(Point localization data)

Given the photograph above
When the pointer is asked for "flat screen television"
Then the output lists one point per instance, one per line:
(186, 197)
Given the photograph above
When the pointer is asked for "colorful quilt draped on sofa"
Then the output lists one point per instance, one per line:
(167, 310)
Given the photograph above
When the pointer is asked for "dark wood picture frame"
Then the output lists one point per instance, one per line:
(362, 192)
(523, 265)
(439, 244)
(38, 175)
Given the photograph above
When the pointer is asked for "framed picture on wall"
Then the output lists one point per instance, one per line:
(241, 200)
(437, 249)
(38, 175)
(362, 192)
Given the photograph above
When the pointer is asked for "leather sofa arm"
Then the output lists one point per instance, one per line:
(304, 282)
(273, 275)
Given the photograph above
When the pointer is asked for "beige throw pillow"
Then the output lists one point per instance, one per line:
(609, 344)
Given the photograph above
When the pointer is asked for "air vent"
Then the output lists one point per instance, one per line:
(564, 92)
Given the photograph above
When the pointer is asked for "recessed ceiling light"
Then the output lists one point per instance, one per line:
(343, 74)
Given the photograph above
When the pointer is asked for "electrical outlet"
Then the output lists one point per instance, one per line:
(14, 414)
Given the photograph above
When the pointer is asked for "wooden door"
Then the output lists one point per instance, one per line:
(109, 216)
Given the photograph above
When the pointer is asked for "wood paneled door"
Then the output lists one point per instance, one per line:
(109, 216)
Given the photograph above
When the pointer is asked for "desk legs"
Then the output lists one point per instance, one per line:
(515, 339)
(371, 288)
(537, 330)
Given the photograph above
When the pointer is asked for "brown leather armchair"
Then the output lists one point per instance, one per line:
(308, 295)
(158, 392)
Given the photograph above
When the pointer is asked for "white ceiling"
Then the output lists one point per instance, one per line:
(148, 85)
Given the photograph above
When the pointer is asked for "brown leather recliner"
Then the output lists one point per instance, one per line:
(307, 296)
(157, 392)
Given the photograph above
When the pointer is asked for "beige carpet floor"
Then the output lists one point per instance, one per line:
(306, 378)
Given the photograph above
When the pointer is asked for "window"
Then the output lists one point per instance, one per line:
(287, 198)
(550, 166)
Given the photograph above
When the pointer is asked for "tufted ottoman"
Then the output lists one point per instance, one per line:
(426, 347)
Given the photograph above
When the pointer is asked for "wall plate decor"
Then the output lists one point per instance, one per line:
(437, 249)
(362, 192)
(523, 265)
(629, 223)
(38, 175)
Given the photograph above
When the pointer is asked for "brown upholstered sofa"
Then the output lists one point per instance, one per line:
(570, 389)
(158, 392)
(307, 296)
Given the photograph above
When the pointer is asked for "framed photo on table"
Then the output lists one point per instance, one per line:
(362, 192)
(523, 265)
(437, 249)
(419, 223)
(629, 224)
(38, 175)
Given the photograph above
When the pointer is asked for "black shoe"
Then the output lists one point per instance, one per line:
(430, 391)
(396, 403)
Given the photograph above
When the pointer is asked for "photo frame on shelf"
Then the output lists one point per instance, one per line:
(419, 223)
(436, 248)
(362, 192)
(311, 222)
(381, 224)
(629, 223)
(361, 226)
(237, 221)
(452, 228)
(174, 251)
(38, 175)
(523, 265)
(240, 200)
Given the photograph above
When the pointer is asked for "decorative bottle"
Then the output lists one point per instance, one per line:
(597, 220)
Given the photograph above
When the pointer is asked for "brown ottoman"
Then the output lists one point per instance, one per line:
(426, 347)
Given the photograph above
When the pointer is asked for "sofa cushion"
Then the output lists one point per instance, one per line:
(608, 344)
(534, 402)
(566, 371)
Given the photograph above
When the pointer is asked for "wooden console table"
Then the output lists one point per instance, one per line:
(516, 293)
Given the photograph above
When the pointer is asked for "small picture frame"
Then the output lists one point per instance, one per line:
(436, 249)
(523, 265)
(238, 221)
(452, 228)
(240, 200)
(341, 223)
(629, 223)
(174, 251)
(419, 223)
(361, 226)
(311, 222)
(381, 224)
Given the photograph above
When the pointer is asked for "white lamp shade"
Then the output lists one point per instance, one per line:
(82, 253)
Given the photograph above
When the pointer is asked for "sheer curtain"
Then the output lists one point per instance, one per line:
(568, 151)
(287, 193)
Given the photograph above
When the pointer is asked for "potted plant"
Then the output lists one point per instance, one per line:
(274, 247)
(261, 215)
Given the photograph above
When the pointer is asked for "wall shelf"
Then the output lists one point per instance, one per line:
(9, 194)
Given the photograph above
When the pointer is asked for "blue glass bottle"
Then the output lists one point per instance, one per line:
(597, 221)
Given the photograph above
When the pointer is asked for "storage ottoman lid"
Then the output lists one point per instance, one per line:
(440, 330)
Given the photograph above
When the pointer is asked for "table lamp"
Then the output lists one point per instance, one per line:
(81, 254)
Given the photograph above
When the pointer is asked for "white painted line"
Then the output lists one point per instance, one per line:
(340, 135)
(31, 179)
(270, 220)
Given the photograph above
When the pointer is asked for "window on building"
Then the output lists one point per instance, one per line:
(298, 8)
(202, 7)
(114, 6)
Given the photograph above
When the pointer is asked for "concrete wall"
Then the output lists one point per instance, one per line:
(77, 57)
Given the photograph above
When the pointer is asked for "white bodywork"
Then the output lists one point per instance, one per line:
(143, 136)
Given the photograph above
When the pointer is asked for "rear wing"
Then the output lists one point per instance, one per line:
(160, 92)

Required work >>
Each line containing the word "framed" needs to be copied from the data above.

Output for this exercise >>
When the pointer is asked for "framed picture on wall"
When the pointer is asked for "framed photo on table"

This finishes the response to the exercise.